Exercise instructions:
Format all of the data below as a JSON array of strings, with one string per line and blank lines omitted.

-- -- --

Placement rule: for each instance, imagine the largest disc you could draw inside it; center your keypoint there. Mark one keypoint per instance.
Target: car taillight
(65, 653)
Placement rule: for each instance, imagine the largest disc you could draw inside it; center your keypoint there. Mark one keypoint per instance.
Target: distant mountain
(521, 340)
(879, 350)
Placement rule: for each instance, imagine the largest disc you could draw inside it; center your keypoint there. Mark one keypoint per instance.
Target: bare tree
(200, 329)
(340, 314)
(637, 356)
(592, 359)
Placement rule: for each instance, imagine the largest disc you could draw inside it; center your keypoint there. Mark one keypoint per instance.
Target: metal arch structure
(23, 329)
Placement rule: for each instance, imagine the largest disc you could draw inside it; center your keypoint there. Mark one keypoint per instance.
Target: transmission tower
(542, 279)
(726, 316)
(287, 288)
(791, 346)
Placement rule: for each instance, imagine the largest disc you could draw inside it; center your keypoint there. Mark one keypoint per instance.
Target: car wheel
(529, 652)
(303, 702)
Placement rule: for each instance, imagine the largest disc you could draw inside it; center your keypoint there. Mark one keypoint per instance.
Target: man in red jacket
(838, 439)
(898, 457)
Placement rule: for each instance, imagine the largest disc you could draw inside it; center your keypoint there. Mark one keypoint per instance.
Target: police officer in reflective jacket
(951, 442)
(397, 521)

-- -- --

Written answer:
[
  "Placement rule: for each instance, imagine the largest disc you could draw inside it; center your keypoint there. Mark one keypoint per instance.",
  "Target: car taillight",
  "(65, 653)",
  "Placement rule: for each instance, imagine the largest disc you could draw inside it; center your keypoint there. Mark one keypoint per instance.",
  "Target: distant mountain",
  "(521, 340)",
  "(879, 350)",
  "Placement rule: for each instance, imagine the largest disc you could draw inside it; center your keypoint there. Mark one keypoint per instance.",
  "Target: bare tree",
  "(200, 329)",
  "(340, 314)",
  "(637, 356)",
  "(592, 359)",
  "Placement rule: for each instance, imagine the largest disc you could draw inside it; center your keypoint there. Mark one keypoint per instance.",
  "Target: metal arch structure",
  "(23, 329)",
  "Placement rule: for each instance, imagine the largest disc you could draw inside it; center your keypoint there. Mark one keypoint per instance.",
  "Target: transmission tower",
  "(542, 279)",
  "(726, 316)",
  "(287, 288)",
  "(791, 346)",
  "Placement rule: for each instance, imagine the largest disc you could draw inside it; center your keypoint there. Mark one keypoint per instance.",
  "Target: car wheel",
  "(529, 652)",
  "(303, 702)",
  "Placement rule: for each instance, imagine the largest disc you could draw inside it; center your keypoint there. Mark one keypoint per instance.",
  "Target: man in red jacket",
  "(838, 439)",
  "(898, 457)",
  "Placement rule: for each instance, imagine the largest disc you could draw inside it; center your keypoint there. Mark one keypoint per instance.",
  "Target: police officer in reflective jacket",
  "(951, 442)",
  "(397, 521)"
]